- [REQUIREMENTS]
Rescale the stretch from the start of the stored entries through the line containing "98 L 29 101", repeating every line in that span, requests included. Multiply each coordinate in the answers by 1.55 and round to a whole number with halves going up, but leave the requests and their format samples unchanged.

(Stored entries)
────────────────────────────────────────

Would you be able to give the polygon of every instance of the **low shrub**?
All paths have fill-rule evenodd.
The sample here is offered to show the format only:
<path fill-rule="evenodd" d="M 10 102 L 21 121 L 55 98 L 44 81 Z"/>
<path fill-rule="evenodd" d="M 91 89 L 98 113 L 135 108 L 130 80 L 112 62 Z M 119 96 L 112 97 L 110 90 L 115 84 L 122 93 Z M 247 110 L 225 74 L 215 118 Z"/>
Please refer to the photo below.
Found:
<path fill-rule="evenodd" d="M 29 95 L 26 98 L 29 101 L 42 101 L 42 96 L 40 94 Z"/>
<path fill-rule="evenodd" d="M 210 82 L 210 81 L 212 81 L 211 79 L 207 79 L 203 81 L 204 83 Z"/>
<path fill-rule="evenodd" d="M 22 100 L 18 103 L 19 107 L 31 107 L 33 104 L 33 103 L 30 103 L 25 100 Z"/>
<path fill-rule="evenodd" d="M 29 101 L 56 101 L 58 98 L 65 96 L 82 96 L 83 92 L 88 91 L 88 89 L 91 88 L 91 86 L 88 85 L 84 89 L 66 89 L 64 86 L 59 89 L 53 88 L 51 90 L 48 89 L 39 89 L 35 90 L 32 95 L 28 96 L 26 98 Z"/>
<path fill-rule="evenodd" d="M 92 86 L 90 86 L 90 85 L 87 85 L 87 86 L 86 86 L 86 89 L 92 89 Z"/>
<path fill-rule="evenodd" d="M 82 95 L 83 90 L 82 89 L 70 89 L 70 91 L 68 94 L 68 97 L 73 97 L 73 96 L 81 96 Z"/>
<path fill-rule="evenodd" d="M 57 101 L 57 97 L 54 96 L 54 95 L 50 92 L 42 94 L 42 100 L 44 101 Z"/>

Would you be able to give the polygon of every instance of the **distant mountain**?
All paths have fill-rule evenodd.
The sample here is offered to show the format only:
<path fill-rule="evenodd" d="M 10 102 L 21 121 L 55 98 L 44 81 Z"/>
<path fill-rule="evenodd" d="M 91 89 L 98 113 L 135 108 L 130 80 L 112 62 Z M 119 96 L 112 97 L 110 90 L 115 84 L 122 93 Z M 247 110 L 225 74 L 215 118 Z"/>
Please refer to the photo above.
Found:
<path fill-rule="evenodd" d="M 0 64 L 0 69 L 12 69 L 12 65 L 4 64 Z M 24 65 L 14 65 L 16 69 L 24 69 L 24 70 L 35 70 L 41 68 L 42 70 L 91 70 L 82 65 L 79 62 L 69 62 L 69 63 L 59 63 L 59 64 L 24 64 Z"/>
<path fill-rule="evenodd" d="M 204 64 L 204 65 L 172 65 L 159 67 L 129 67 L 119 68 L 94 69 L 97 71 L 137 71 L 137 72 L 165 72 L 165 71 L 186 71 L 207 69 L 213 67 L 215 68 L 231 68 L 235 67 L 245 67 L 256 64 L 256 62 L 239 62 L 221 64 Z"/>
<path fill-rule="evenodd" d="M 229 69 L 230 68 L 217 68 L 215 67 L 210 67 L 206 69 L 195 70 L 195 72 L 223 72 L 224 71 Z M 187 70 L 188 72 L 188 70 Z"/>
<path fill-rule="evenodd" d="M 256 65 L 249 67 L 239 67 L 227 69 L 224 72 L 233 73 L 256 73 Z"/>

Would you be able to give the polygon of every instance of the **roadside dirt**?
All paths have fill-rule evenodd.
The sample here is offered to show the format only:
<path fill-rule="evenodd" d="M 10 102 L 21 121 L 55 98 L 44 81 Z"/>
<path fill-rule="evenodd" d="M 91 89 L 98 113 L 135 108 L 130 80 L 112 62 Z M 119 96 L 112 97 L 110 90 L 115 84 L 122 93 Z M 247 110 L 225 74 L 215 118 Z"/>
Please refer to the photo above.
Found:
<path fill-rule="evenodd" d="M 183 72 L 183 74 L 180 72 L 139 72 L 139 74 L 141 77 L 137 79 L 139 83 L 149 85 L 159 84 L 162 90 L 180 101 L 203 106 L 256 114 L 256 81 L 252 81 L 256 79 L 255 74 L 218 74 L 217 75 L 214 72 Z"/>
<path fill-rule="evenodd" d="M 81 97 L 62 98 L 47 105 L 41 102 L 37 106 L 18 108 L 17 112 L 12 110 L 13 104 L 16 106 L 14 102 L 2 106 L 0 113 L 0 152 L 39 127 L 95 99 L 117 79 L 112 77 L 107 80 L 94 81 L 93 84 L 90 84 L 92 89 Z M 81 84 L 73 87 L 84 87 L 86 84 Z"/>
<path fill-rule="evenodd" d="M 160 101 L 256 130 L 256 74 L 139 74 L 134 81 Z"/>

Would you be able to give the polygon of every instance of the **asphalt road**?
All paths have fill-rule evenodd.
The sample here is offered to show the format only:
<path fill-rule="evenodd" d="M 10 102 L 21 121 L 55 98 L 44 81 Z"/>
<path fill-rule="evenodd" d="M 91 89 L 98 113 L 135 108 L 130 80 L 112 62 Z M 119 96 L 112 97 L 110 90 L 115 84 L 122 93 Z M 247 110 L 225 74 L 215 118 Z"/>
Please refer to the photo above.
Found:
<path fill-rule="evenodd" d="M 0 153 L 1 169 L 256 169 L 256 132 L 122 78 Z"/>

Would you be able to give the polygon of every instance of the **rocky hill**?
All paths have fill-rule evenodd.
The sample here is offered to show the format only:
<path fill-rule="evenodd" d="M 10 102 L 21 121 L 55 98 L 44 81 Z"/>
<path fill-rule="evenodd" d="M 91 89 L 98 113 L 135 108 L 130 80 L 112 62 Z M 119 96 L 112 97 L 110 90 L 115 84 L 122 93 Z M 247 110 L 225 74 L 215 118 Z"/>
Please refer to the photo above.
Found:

────────────────────────────────────────

- [RESPONSE FOR THIS EXERCISE]
Would you be able to give the polygon of every instance of the **low shrub**?
All paths have fill-rule evenodd.
The sample here is offered to show the format only:
<path fill-rule="evenodd" d="M 10 102 L 21 121 L 55 98 L 44 81 Z"/>
<path fill-rule="evenodd" d="M 91 89 L 98 113 L 135 108 L 130 80 L 112 62 Z M 119 96 L 112 97 L 110 90 L 115 84 L 122 93 Z M 247 110 L 225 74 L 215 118 Z"/>
Please refer to the photo below.
Found:
<path fill-rule="evenodd" d="M 45 147 L 40 152 L 45 157 L 65 157 L 65 149 L 62 146 Z"/>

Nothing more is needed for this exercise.